_Written task 1_. In the kernel profiling text, what average occupancy did the Nsight profiler report for Kernel A5?
_Written task 2_. Transcribe a passage from the kernel profiling text word for word. Begin at the words "To further evaluate" and stop after "and L2 cache.".

_Text to read_.
>> start

As described in Section 3, Kernel A5 computes the local statistics (mean, skewness, kurtosis, and standard deviation) of each block via a sliding window using a block size 16 × 16. The specific details of how this kernel was implemented are as follows:

Every thread declares a 1D array of 256 elements.
Each thread gathers the 16 × 16 data from the global memory and stores the data in the threads designated local memory space.
Each thread then computes the sample mean from these 256 elements via a 1D traversal.
Using the mean an additional 1D traversal is used to calculate the standard deviation, skewness, and kurtosis.
The calculated values are scattered across the corresponding memory locations in global memory.

In the K40 hardware, there are 64 active warps per streaming multiprocessor (SM). Specifically, the active warps/SM = (number of warps/block) × (number of active blocks/SM) = 8 × 8 = 64 active warps/SM. Hence, a kernel capable of spanning 64 active warps at any point in execution will give a theoretical occupancy of 100%. However, the runtime statistics for Kernel A5 given by the Nsight profiler revealed an average occupancy of only 51.4% occupancy, indicating that only half the number of active warps, 32 as opposed to 64, were used. This finding can be attributed to the kernel launch parameters.

Specifically, Kernel A5 is launched with a grid configuration of

(8, 8, 1)

and a block configuration of

(16, 16, 1)

. Hence, the total number of threads = 8 × 8 × 16 × 16 = 16,384. The number of warps = total number of threads/number of threads in a warp = 16384/32 = 512. The total number of active warps supported = 64 × number of SM on the GPU = 64 × 15 = 960. Thus, in this configuration, the theoretical value of achieved occupancy = 512/960 = 53.33%, and our implementation achieved close to that value.

To further evaluate the development process guided by the profiler, we thus profiled Kernel A5 in terms of memory bandwidth. The memory bandwidth is the rate at which data is read or written from the memory. On a GPU, the bandwidth depends on efficient usage of the memory subsystem, which involves L1/shared memory, L2 cache, device memory, and system memory (via PCIe). Since there are many components in the memory subsystem, we performed separate profiling to collect data from the corresponding subsystem. Memory statistics were collected from:

Global: Profiling of memory operations to the global memory, with a specific focus on the communication between SMs and L2 cache.
Local: Profiling of memory operations to the local memory, with a specific focus on the communication between the SMs and the L1 cache.
Cache: Profiling of communication between L1 cache/texture cache and L2 cache for all memory operations.
Buffers: Profiling of communication between L2 cache and device memory and system memory.

>> end

_Supplied data_.
>> start

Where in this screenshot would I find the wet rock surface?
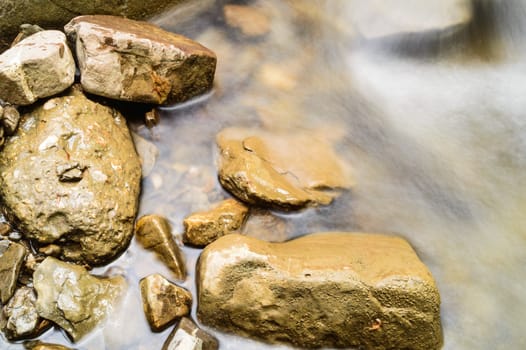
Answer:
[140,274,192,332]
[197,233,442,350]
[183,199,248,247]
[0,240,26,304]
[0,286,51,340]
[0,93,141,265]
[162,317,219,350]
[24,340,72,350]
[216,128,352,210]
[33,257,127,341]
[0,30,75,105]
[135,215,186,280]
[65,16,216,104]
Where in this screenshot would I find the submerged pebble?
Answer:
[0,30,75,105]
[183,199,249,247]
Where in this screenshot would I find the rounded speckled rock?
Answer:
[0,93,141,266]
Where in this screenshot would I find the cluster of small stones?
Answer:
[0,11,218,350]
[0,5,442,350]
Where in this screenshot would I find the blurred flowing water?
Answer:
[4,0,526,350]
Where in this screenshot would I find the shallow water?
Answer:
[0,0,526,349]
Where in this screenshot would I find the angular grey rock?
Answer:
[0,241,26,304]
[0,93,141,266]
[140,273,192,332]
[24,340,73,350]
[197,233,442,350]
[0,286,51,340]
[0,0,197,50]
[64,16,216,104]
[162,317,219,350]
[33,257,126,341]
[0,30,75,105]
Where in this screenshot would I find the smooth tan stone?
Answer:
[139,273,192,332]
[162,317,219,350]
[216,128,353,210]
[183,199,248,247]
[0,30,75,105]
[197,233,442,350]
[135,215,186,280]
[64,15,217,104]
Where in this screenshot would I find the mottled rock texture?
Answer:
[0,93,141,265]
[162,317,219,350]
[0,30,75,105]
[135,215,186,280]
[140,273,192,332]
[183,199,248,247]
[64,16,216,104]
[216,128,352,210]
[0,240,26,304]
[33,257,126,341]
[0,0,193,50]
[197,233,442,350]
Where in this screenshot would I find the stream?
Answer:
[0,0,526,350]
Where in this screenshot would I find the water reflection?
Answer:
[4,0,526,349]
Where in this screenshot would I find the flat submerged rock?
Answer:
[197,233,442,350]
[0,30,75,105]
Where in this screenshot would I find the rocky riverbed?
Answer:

>> end

_Written response 1_. 51.4%

_Written response 2_.
To further evaluate the development process guided by the profiler, we thus profiled Kernel A5 in terms of memory bandwidth. The memory bandwidth is the rate at which data is read or written from the memory. On a GPU, the bandwidth depends on efficient usage of the memory subsystem, which involves L1/shared memory, L2 cache, device memory, and system memory (via PCIe). Since there are many components in the memory subsystem, we performed separate profiling to collect data from the corresponding subsystem. Memory statistics were collected from:

Global: Profiling of memory operations to the global memory, with a specific focus on the communication between SMs and L2 cache.